(Saved data entries)
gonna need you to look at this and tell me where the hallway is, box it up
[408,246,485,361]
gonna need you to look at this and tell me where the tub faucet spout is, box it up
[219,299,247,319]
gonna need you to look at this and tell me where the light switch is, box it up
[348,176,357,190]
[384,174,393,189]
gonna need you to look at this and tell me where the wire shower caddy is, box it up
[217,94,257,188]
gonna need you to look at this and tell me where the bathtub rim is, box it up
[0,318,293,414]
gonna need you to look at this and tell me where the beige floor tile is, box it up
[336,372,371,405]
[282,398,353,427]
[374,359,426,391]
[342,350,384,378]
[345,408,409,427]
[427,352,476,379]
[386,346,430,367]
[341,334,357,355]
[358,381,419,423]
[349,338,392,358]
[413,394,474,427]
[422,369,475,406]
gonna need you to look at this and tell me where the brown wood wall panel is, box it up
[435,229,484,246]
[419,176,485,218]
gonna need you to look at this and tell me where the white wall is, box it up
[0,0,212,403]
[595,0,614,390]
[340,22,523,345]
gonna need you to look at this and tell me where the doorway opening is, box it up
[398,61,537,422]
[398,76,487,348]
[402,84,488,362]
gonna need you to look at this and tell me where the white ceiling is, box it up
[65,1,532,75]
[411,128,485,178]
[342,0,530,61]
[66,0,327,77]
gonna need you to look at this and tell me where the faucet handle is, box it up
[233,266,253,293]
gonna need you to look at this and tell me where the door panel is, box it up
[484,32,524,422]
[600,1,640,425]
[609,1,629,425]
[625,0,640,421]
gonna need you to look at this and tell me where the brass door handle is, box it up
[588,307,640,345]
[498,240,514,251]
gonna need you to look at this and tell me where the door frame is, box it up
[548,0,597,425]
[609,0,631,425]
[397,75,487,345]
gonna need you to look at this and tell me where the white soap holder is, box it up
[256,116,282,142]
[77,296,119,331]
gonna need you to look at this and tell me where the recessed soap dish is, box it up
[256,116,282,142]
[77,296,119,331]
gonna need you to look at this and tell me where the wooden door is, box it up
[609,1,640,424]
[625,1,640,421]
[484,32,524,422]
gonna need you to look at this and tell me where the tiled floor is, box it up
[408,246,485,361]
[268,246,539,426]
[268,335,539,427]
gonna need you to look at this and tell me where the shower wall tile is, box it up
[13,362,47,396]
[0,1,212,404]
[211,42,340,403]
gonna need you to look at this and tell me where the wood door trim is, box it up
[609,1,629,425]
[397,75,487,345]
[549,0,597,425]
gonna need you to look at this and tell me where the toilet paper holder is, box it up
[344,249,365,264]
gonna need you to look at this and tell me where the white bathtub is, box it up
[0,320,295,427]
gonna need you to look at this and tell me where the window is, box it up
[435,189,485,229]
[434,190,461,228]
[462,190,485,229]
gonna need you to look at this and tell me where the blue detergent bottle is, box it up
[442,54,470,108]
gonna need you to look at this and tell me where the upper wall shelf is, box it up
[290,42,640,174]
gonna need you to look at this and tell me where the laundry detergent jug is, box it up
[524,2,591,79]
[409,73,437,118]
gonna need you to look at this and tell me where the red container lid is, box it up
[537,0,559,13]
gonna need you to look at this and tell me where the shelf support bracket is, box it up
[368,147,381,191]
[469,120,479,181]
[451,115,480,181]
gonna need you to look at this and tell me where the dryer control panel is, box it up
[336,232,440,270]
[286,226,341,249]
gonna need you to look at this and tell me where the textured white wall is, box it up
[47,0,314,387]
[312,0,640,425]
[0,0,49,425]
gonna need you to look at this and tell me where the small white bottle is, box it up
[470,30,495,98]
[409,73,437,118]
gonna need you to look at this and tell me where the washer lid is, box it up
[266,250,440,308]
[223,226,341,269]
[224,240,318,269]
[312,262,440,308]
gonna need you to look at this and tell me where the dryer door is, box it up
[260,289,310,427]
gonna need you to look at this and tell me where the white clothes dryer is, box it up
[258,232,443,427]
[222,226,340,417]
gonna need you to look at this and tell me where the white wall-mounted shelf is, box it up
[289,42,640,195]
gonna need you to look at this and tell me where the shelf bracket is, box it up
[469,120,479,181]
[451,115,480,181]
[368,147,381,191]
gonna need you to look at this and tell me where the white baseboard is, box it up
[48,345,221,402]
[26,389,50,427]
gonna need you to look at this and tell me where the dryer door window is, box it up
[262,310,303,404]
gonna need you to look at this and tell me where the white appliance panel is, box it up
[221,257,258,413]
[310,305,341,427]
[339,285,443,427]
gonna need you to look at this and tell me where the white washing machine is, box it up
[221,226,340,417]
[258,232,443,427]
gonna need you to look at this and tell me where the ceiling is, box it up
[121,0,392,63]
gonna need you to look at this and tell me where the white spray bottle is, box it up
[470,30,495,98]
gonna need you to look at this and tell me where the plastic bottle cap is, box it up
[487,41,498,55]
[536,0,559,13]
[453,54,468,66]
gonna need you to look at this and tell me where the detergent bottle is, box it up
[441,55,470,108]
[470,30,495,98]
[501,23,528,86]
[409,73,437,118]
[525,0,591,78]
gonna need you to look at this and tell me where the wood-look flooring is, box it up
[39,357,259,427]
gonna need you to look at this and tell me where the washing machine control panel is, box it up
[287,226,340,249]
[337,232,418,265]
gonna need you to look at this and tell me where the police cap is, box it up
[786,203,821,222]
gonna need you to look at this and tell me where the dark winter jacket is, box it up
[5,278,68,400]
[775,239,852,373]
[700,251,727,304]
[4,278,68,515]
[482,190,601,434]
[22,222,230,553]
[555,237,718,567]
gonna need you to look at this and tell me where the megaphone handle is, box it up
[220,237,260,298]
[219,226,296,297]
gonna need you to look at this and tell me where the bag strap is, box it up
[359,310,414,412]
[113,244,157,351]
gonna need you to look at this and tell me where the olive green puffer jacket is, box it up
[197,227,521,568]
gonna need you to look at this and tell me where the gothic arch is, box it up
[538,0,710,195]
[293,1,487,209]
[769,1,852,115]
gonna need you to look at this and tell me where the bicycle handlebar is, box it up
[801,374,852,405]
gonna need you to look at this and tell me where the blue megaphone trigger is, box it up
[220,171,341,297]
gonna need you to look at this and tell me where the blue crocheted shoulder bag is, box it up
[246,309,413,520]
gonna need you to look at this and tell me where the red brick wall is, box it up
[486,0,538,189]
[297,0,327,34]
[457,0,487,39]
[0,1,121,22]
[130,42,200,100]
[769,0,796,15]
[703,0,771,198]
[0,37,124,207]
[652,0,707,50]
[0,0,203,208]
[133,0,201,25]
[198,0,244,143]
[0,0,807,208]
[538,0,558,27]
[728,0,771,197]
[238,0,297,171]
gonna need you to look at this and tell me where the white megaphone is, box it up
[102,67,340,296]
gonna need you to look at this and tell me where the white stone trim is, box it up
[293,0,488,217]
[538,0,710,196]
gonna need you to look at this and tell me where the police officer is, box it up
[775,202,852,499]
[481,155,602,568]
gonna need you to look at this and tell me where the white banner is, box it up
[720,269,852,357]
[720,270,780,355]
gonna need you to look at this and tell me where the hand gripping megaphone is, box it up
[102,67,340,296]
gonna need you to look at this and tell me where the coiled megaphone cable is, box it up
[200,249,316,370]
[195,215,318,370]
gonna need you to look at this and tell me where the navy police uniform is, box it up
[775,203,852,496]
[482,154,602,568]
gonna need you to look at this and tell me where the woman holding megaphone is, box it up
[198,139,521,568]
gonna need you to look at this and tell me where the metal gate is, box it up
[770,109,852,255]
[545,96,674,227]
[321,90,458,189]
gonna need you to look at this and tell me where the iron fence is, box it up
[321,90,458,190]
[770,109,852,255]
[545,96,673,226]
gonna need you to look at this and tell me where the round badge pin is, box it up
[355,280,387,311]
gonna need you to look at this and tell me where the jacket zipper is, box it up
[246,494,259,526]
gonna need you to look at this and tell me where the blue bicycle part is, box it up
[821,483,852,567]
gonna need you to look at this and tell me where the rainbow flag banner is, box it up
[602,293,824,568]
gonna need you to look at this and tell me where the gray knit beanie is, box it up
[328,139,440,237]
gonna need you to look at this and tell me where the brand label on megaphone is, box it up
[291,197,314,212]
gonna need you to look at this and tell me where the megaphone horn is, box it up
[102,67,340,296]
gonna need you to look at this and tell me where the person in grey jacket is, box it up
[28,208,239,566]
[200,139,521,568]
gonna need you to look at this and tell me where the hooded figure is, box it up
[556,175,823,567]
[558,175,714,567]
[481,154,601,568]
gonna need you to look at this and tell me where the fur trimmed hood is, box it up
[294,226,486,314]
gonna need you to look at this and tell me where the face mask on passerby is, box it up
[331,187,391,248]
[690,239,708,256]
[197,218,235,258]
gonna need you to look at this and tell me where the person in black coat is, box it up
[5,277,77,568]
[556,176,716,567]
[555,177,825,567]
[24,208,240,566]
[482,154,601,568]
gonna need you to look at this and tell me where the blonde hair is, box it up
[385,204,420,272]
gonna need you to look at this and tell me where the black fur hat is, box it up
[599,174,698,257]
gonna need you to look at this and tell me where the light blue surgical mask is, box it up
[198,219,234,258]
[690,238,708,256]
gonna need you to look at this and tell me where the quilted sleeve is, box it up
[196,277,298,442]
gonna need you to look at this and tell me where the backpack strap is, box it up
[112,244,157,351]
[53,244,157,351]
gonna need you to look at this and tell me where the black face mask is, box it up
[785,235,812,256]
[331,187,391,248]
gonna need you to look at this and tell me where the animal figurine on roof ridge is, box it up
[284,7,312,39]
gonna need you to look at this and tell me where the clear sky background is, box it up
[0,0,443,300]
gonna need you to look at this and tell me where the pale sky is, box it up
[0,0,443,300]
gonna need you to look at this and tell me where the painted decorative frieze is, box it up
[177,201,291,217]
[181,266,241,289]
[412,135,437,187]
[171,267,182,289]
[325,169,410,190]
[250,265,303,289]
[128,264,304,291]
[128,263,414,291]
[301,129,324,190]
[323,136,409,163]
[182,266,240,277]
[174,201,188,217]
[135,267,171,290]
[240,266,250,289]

◆ **TASK GOAL**:
Reply with an exact copy of the lines running from the one containing "backpack strap is, box it up" through the end of the entries above, both ends included.

◆ **THE ANSWER**:
gonna need you to look at this and tell me where the backpack strap is, box it up
[112,244,157,351]
[53,244,157,351]
gonna need you to look at this and tell me where the black face mask is, box it up
[785,235,812,256]
[331,187,391,248]
gonna need you to look at this and tell me where the animal figurine on roof ridge is, box it up
[284,7,312,39]
gonna need you to look at this and tell me where the clear sky background is, box it up
[0,0,443,300]
gonna need you to look at this and tell me where the pale sky is, box it up
[0,0,443,300]
gonna need you to look at this and tell me where the painted decorative frieze is, box it up
[177,201,291,217]
[181,266,241,289]
[412,135,437,187]
[171,267,182,289]
[325,169,410,190]
[250,265,303,289]
[128,264,304,291]
[128,263,414,291]
[301,129,324,190]
[323,136,409,163]
[182,266,240,277]
[174,201,188,217]
[135,267,171,290]
[240,266,250,289]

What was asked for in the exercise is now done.